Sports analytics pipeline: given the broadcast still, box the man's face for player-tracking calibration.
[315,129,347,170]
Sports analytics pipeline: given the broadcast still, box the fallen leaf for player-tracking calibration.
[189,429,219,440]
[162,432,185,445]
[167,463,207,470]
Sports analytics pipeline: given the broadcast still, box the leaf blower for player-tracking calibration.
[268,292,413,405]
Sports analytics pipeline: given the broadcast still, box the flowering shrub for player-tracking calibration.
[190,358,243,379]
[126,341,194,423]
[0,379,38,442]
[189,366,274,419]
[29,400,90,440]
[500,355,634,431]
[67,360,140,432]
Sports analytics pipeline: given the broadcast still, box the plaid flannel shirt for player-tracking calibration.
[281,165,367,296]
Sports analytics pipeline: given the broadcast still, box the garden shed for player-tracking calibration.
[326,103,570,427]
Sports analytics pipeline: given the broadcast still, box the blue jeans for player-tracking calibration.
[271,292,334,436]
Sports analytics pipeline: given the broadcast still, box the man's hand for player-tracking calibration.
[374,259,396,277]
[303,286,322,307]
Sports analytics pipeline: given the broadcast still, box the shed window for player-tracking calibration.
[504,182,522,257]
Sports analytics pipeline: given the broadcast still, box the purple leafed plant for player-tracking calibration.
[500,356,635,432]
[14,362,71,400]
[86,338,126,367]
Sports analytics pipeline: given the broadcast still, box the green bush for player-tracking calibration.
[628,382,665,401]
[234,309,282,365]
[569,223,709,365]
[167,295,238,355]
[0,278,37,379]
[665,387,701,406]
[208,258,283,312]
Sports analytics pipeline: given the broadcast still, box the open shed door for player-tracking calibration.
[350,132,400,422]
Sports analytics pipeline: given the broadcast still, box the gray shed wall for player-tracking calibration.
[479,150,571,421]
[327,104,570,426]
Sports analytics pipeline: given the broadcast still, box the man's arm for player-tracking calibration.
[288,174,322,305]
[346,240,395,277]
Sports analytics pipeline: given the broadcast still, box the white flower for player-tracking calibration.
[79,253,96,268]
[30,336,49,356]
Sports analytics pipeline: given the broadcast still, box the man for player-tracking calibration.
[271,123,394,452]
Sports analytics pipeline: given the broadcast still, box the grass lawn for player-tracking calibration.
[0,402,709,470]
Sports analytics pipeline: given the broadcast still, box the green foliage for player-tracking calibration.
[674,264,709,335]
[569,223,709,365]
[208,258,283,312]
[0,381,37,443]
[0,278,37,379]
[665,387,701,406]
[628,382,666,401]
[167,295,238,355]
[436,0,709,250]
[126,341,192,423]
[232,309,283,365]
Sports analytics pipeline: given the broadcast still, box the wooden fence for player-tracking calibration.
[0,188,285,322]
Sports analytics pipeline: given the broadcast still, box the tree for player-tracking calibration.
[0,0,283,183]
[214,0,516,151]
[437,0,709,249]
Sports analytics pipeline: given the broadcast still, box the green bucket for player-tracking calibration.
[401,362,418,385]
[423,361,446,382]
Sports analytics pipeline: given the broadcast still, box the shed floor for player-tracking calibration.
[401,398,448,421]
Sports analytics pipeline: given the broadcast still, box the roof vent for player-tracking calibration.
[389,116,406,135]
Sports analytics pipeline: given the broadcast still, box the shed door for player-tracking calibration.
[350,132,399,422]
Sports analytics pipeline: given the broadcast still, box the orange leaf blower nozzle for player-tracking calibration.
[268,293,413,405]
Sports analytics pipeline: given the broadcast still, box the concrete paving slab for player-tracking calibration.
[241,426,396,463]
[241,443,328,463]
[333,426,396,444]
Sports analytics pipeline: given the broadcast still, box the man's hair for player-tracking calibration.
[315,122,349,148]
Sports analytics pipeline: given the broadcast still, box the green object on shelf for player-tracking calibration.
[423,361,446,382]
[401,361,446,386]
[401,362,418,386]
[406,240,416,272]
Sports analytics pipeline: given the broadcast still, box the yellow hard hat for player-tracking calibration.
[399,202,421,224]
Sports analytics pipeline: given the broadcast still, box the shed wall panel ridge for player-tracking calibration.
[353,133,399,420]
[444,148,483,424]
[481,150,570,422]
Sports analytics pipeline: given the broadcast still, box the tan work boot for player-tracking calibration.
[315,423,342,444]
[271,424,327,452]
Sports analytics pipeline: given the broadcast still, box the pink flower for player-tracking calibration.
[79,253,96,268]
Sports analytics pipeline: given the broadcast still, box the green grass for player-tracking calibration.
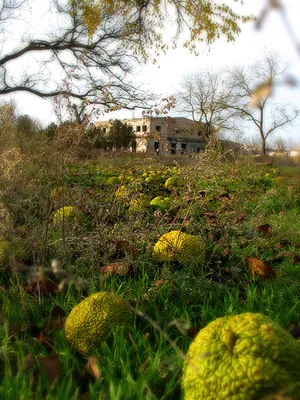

————

Instructions for the task: Copy only the lines starting at the one containing "blower for player-tracking calibration." and ending at the one containing "[268,292,413,405]", both included, keeping the wording unchanged. Offset each bounding-box coordinate in them by adding 119.

Answer in full:
Sports analytics pipeline: given the broadcast still, box the leaf blower for player-tracking calibration.
[387,411,532,524]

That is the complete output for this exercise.